Aufgabe:
Wandle nur die Zeilen von der Zeile mit „head in this photo, one line per instance.“ bis einschließlich der letzten Zeile des Materials in eine nummerierte Liste um. Lass dabei Leerzeilen weg.
- - -
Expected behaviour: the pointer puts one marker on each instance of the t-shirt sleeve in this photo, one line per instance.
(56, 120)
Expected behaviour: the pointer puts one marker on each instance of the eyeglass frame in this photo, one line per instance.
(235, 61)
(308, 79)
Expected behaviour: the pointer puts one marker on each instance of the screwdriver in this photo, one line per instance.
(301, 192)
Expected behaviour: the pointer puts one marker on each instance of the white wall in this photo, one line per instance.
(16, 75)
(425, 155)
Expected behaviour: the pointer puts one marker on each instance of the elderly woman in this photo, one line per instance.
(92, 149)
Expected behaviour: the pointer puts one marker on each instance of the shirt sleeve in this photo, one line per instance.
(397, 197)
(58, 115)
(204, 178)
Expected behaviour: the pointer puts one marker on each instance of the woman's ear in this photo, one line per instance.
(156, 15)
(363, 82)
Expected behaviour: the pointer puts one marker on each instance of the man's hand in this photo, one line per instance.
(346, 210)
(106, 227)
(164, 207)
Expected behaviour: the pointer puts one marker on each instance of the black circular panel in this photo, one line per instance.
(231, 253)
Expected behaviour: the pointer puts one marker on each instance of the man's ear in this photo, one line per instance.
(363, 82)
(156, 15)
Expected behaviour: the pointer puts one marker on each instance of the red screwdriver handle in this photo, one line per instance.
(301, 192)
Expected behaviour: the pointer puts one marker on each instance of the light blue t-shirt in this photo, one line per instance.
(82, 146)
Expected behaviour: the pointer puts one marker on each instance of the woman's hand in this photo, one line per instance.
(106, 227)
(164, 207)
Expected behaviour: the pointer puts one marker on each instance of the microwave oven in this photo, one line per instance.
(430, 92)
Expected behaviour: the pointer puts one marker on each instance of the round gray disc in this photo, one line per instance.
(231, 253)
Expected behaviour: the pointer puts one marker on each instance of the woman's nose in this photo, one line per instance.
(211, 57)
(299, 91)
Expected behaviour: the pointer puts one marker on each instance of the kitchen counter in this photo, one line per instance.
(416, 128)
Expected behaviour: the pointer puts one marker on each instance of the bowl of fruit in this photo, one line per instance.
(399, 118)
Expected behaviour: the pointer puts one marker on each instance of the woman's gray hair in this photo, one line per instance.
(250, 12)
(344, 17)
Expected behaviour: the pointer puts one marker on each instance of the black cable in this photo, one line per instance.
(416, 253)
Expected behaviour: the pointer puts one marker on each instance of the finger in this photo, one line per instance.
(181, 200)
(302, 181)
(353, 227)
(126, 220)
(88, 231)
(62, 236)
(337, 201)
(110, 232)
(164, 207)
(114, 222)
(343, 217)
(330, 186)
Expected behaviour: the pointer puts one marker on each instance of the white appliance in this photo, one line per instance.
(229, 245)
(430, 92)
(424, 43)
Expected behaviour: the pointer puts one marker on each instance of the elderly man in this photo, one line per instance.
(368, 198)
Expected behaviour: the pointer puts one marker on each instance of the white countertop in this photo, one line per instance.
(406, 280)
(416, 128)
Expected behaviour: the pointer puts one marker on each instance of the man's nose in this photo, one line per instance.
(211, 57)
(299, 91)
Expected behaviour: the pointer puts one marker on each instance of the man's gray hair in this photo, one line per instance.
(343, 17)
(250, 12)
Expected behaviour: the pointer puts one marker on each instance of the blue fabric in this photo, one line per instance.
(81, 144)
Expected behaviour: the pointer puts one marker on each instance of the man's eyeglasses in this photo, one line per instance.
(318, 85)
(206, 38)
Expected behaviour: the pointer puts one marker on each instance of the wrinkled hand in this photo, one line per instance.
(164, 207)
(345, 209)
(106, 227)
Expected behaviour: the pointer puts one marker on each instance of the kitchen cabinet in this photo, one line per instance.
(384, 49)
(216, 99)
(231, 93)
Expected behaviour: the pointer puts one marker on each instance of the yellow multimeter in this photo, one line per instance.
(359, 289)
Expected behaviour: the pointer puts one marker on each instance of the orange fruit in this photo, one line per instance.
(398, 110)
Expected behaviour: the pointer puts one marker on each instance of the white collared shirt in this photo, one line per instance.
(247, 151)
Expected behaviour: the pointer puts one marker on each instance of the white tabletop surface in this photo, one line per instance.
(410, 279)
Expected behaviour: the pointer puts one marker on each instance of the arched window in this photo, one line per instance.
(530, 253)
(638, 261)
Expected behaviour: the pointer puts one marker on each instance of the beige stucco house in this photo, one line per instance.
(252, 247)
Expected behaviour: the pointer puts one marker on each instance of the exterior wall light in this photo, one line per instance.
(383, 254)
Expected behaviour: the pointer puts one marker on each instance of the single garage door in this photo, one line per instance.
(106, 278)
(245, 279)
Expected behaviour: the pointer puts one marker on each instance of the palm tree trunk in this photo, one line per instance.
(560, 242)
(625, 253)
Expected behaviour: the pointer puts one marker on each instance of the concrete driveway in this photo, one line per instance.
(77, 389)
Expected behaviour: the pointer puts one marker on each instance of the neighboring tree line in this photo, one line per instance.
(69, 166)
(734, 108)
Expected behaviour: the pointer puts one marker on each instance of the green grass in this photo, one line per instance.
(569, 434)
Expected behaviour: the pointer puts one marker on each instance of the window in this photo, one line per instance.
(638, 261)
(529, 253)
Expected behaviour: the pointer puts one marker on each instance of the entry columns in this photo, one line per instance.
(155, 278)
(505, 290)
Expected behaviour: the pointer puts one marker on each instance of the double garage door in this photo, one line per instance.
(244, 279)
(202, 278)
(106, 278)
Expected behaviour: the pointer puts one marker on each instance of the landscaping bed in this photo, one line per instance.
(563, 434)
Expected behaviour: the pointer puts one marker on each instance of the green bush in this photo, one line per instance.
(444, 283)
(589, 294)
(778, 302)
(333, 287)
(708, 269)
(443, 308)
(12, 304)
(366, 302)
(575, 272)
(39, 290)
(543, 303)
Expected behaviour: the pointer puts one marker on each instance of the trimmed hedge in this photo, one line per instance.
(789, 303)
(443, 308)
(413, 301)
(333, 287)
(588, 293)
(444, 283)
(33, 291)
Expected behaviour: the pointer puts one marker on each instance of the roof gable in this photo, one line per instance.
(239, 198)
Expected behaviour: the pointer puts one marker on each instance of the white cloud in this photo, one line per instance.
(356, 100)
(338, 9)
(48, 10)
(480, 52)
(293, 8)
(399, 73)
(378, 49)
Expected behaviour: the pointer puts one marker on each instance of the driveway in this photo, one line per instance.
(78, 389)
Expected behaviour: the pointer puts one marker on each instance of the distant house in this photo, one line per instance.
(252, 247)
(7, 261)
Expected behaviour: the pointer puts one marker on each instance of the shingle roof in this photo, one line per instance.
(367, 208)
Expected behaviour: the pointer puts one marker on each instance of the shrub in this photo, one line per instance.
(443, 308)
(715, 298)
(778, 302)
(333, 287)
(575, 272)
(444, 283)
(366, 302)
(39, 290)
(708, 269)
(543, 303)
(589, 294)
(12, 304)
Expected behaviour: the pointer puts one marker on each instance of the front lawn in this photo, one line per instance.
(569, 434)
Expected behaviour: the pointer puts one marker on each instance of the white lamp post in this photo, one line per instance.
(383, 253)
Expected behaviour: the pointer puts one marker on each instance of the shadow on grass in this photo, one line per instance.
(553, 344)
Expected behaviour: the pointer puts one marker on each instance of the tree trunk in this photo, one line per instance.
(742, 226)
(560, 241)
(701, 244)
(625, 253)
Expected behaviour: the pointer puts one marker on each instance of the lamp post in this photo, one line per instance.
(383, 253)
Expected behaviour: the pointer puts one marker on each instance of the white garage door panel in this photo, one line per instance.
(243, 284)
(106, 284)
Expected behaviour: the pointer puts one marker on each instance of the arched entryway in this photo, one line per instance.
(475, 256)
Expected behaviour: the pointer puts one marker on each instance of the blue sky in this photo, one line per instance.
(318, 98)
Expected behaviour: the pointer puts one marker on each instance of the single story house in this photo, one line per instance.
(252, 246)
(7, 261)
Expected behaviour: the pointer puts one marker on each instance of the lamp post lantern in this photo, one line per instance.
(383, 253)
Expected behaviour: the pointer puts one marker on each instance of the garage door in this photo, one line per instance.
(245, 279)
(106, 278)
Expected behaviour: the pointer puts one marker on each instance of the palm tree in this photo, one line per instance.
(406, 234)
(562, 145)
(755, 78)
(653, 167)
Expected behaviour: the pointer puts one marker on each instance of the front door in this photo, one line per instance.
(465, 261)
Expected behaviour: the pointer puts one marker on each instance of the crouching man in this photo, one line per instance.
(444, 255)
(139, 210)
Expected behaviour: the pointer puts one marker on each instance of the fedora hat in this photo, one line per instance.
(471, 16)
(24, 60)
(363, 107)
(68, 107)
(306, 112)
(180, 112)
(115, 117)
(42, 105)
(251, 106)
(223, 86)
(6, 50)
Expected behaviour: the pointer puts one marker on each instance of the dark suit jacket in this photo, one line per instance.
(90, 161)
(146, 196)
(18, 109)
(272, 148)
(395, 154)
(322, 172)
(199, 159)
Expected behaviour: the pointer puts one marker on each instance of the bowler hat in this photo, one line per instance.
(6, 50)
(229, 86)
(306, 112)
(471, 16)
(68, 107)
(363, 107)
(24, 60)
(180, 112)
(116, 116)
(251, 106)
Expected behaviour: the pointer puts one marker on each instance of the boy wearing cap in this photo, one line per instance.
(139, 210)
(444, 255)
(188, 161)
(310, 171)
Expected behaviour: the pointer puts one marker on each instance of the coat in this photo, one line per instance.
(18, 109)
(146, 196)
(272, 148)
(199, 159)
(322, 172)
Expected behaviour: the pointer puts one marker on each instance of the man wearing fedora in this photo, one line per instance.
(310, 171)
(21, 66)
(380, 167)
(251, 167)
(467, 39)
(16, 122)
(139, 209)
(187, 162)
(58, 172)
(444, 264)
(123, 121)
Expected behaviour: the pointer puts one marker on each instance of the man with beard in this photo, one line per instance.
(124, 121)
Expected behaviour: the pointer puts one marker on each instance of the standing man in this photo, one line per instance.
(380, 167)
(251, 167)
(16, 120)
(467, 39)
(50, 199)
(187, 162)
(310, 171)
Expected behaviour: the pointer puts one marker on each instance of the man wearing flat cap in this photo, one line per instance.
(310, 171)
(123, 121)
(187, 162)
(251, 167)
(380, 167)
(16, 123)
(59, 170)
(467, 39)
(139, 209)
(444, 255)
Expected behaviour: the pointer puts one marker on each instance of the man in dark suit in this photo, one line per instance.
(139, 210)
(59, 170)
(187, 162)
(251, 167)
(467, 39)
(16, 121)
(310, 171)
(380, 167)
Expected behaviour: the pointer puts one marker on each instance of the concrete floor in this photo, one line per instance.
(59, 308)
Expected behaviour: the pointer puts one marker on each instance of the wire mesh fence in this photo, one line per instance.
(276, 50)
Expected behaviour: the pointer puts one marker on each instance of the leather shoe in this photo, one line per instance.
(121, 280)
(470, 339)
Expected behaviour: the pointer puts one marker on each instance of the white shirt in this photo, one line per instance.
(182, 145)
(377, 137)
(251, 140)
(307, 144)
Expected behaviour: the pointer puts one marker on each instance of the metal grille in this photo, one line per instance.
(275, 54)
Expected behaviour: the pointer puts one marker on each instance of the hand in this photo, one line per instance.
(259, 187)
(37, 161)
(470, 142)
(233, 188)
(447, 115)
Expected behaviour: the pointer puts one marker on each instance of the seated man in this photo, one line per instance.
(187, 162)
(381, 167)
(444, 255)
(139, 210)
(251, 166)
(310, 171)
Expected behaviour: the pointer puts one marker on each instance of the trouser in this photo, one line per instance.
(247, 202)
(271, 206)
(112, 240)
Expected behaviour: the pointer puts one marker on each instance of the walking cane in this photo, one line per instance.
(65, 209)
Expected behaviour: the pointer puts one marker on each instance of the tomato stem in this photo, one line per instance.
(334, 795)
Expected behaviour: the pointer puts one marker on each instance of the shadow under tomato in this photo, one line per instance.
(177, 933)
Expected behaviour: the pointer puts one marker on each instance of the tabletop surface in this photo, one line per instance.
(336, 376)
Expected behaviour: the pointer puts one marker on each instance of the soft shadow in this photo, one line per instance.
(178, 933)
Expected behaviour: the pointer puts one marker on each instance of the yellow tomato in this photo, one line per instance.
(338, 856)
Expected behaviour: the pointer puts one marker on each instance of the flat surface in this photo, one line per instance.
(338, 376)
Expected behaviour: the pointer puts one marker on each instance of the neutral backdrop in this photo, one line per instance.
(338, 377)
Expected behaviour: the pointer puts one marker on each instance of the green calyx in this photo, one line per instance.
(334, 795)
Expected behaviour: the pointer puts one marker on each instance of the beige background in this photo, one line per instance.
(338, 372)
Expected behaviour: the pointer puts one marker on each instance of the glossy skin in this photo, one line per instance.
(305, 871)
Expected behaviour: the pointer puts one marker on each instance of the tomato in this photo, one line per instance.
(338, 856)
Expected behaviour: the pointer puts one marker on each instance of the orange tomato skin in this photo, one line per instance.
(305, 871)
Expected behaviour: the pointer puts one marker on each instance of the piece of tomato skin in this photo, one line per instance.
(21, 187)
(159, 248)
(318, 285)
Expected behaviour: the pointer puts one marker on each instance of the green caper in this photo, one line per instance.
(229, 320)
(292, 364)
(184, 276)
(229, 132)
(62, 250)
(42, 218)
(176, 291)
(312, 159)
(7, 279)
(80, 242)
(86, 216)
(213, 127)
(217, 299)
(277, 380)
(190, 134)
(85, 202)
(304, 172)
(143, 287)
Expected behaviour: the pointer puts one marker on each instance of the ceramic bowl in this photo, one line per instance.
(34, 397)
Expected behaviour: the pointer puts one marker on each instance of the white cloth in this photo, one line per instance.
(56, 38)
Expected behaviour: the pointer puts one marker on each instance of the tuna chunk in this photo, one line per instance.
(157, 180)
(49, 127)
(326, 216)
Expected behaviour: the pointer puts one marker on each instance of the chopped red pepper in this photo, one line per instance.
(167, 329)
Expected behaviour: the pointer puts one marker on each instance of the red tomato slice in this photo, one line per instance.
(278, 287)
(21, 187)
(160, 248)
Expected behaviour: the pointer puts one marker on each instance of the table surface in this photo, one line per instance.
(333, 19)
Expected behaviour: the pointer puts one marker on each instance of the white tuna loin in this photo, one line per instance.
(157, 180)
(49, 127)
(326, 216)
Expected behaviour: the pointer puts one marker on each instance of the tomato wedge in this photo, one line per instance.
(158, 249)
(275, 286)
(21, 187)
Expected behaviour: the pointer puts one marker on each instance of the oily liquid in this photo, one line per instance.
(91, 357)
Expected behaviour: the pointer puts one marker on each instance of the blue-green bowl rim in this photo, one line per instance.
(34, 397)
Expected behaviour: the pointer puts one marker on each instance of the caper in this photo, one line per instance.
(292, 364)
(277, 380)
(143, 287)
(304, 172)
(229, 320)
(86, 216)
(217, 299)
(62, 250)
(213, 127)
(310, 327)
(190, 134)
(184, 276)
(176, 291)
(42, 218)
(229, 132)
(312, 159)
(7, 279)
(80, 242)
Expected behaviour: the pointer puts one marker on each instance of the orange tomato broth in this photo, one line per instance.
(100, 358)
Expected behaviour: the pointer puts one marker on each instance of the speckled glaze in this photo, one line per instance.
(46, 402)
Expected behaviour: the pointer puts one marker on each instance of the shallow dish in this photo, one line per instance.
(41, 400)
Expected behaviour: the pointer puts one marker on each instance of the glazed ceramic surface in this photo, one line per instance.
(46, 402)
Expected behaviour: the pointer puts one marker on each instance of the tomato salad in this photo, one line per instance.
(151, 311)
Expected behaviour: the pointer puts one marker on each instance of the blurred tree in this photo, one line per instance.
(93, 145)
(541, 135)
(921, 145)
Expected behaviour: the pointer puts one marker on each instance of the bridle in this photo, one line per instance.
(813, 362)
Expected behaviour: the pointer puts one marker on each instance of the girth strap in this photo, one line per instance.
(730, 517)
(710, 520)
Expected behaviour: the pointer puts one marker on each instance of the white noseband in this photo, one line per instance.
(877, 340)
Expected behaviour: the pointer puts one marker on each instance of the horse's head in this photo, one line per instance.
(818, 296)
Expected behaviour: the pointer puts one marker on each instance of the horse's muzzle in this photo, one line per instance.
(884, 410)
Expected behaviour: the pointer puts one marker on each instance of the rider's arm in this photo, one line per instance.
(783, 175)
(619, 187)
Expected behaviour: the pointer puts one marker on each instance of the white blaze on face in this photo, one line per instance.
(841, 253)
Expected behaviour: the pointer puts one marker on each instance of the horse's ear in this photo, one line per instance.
- - -
Lösung:
1. Expected behaviour: the pointer puts one marker on each instance of the horse's head in this photo, one line per instance.
2. (818, 296)
3. Expected behaviour: the pointer puts one marker on each instance of the horse's muzzle in this photo, one line per instance.
4. (884, 410)
5. Expected behaviour: the pointer puts one marker on each instance of the rider's arm in this photo, one line per instance.
6. (783, 175)
7. (619, 187)
8. Expected behaviour: the pointer puts one marker on each instance of the white blaze on face in this photo, one line per instance.
9. (841, 253)
10. Expected behaviour: the pointer puts one marker on each instance of the horse's ear in this photo, one line per instance.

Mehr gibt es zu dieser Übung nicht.